Given records →

□ □ □ □ □

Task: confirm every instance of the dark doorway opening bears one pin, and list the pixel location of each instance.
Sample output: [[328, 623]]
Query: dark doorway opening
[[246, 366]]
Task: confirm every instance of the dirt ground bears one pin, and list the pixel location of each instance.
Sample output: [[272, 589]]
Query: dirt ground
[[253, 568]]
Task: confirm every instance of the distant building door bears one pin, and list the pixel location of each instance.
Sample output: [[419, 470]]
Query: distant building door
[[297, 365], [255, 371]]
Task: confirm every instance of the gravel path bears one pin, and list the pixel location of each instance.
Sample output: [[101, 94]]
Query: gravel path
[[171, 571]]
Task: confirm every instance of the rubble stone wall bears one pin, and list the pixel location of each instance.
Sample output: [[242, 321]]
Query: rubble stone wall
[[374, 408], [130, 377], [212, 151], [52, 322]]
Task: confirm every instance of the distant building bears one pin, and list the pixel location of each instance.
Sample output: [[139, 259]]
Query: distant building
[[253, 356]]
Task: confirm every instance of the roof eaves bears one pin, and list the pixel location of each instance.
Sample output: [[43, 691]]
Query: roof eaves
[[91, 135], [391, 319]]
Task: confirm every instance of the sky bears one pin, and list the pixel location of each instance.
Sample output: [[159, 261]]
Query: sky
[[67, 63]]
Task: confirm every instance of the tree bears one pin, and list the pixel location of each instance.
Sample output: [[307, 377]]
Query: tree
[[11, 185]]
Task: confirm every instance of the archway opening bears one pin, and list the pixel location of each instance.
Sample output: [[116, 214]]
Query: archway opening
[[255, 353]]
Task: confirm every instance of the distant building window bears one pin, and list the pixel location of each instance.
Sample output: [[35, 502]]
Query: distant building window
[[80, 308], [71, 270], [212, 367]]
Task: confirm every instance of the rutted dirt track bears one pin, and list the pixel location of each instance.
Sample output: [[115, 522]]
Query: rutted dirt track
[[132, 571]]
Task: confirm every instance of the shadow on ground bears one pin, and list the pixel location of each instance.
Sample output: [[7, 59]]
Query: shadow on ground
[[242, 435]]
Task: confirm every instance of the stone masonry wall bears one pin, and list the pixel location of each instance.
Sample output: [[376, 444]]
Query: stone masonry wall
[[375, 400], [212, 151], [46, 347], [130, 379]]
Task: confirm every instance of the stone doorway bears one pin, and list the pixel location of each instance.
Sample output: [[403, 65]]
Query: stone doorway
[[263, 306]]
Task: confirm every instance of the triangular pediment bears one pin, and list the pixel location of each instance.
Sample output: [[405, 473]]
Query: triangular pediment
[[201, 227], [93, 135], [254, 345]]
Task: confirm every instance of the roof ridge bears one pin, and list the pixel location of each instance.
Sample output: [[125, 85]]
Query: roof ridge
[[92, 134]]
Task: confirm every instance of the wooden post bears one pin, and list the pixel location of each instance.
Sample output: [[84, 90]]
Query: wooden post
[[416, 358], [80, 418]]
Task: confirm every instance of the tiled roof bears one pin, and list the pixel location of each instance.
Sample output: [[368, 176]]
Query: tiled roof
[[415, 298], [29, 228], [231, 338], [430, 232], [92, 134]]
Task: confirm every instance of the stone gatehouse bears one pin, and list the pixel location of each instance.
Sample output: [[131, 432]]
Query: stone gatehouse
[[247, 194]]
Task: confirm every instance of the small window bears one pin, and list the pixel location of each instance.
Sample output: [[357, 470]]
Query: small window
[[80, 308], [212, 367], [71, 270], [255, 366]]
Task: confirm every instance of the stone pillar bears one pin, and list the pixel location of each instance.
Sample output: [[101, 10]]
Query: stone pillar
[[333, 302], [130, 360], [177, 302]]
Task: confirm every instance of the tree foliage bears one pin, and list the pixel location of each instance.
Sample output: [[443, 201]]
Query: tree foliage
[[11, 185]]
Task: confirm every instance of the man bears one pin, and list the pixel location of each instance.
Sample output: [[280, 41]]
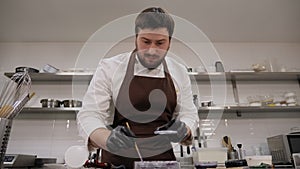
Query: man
[[134, 94]]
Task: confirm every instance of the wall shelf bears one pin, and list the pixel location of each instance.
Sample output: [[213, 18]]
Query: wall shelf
[[50, 110], [202, 76], [245, 76], [67, 77]]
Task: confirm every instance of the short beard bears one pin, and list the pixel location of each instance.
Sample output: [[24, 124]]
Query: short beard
[[148, 66]]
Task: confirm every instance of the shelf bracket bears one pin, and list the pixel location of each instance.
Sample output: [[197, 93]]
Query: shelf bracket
[[238, 113]]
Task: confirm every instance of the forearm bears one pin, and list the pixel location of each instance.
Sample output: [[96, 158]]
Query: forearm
[[98, 138], [188, 138]]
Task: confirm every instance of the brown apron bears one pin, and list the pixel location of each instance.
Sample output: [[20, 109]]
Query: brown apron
[[144, 116]]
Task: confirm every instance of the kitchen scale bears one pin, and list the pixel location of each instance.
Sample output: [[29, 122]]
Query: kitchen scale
[[19, 160]]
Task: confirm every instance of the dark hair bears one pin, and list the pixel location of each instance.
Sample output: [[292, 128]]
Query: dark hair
[[153, 18]]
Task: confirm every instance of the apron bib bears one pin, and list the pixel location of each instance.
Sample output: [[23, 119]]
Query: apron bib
[[144, 116]]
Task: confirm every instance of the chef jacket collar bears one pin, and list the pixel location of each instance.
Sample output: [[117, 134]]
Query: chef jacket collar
[[140, 70]]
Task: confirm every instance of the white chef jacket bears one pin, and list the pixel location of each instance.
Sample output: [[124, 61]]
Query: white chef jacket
[[98, 103]]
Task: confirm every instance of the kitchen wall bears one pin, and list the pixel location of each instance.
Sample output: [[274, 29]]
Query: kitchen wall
[[50, 134]]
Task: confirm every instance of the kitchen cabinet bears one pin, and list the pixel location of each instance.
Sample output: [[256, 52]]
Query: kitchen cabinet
[[228, 111]]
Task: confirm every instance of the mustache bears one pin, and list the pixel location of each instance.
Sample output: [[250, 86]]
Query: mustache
[[150, 55]]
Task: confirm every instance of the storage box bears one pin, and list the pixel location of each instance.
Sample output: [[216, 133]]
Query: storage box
[[210, 154]]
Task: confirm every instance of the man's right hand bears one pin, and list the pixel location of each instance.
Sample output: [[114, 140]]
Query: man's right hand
[[120, 138]]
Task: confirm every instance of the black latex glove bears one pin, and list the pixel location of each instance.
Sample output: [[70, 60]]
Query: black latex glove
[[120, 138], [175, 125]]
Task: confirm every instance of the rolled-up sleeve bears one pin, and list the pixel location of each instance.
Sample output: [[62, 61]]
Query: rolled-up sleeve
[[95, 111], [185, 110]]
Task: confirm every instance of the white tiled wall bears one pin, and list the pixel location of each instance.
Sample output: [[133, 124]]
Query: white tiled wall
[[49, 135]]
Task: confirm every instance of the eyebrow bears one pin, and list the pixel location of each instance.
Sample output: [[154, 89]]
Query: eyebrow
[[160, 40]]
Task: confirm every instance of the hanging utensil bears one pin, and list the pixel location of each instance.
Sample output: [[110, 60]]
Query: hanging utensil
[[13, 93]]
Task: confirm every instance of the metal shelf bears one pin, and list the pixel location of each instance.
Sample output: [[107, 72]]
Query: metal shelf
[[234, 109], [50, 110], [58, 76], [202, 76], [245, 76], [249, 112], [226, 109]]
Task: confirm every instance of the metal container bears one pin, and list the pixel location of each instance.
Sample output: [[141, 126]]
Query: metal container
[[72, 103], [50, 103], [5, 127]]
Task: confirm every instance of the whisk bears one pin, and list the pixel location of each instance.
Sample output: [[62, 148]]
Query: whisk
[[14, 94]]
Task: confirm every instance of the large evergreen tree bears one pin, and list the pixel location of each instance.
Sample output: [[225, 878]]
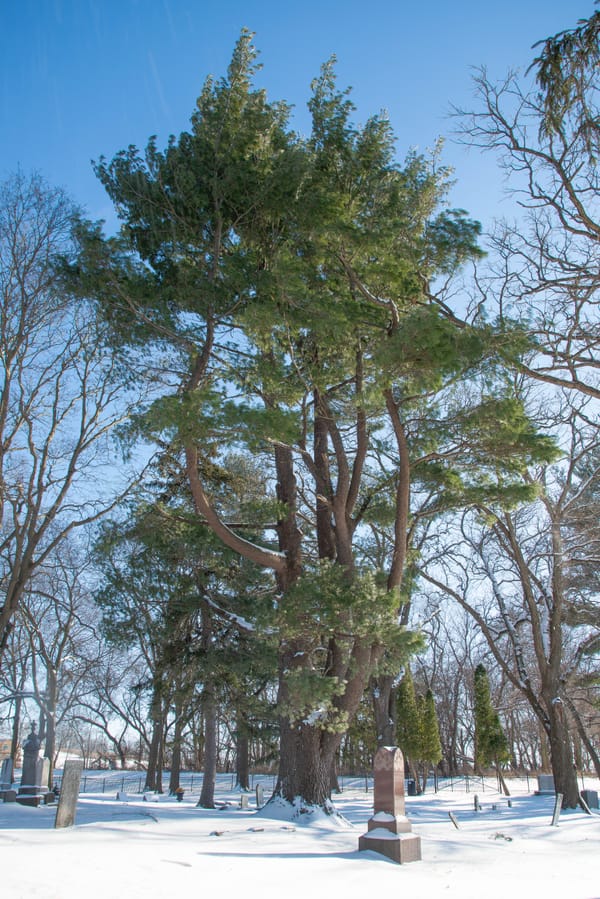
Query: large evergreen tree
[[282, 288]]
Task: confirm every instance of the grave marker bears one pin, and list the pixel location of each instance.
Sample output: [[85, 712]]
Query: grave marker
[[260, 796], [29, 775], [557, 808], [6, 771], [69, 791], [389, 830], [590, 797]]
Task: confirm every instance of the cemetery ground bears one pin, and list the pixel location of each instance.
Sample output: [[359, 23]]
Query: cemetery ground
[[157, 847]]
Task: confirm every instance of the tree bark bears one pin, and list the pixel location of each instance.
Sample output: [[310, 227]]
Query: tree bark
[[207, 794], [242, 755]]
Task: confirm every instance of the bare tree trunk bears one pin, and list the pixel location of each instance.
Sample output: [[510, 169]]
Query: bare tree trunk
[[563, 768], [585, 739]]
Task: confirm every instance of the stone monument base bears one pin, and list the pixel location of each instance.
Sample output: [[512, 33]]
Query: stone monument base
[[33, 801], [399, 847], [393, 823]]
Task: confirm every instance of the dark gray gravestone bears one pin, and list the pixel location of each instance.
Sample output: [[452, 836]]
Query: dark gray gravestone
[[590, 797], [389, 830], [260, 796], [545, 783], [557, 808], [69, 791], [42, 774], [29, 775]]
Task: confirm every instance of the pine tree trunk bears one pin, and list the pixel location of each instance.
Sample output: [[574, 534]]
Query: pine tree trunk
[[242, 756], [154, 772], [207, 795], [384, 710], [176, 755], [304, 767]]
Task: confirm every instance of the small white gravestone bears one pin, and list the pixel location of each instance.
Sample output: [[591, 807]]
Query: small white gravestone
[[260, 796], [546, 783]]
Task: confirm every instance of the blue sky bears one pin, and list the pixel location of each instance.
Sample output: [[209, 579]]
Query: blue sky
[[84, 78]]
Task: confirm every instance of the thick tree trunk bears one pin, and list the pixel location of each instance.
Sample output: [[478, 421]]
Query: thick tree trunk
[[154, 772], [242, 755], [584, 736], [563, 767], [305, 766], [207, 794], [384, 710], [176, 755], [14, 744]]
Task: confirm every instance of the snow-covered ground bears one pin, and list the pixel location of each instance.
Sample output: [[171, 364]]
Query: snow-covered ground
[[163, 849]]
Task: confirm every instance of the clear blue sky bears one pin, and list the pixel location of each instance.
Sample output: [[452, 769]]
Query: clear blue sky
[[84, 78]]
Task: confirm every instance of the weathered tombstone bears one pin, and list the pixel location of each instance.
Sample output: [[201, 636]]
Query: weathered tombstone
[[545, 783], [590, 797], [69, 791], [6, 772], [389, 830], [29, 777], [557, 808], [260, 796], [42, 774]]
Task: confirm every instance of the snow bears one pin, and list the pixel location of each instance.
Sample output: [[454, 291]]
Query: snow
[[164, 849]]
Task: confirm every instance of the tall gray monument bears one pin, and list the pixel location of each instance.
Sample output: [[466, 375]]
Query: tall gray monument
[[31, 765], [389, 830]]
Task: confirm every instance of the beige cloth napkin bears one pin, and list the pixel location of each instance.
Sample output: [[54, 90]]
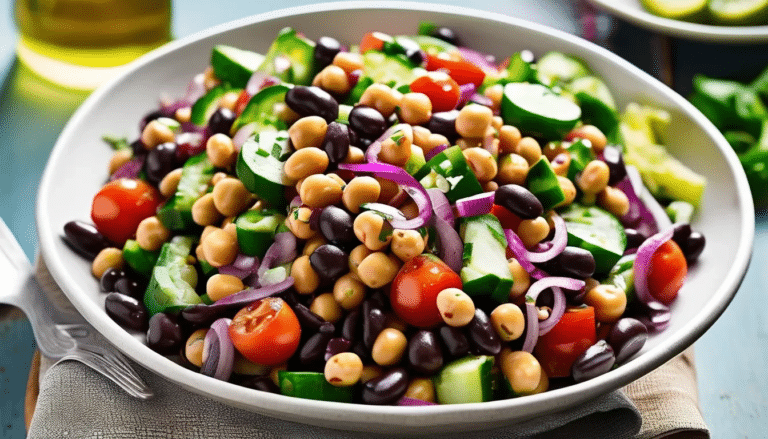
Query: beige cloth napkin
[[76, 402]]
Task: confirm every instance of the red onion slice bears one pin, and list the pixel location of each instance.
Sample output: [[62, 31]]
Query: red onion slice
[[218, 351], [475, 205], [408, 184]]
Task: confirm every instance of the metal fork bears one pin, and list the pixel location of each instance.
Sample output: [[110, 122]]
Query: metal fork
[[60, 335]]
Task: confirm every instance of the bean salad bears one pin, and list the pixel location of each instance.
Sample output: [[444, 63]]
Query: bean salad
[[402, 221]]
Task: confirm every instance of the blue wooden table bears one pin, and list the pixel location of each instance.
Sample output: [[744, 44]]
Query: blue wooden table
[[730, 356]]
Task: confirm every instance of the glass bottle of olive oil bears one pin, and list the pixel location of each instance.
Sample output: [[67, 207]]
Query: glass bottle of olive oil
[[82, 43]]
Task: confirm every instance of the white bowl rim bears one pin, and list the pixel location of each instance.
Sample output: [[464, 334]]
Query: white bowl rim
[[406, 415]]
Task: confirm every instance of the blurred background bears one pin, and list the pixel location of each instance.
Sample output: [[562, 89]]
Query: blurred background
[[34, 109]]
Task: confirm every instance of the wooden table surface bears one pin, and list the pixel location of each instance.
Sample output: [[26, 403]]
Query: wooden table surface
[[731, 356]]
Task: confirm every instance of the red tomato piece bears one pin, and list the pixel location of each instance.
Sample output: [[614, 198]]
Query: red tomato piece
[[566, 341], [414, 291], [120, 206], [462, 71], [440, 88], [667, 272], [266, 331]]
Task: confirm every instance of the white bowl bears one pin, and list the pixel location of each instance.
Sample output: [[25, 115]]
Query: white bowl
[[77, 165], [634, 12]]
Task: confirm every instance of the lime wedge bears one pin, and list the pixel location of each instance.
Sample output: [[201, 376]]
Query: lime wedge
[[687, 10], [739, 12]]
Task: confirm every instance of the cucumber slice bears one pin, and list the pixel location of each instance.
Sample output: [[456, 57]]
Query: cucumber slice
[[598, 232], [538, 110], [260, 166], [465, 380], [234, 65]]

□ □ □ □ □

What you need to do →
Rewrite the material from the line with "Task: confirm every instance of the metal shelf" to the line with "112], [226, 109]]", both included, shifting each pixel coordinate in the answer lists up by 97 and leaving every other line unchanged.

Full response →
Task: confirm every instance of the metal shelf bears one pin, and list the pixel location of each instance.
Sample output: [[107, 72]]
Query: metal shelf
[[331, 206], [147, 207], [155, 173], [299, 173], [342, 173], [346, 209], [323, 206]]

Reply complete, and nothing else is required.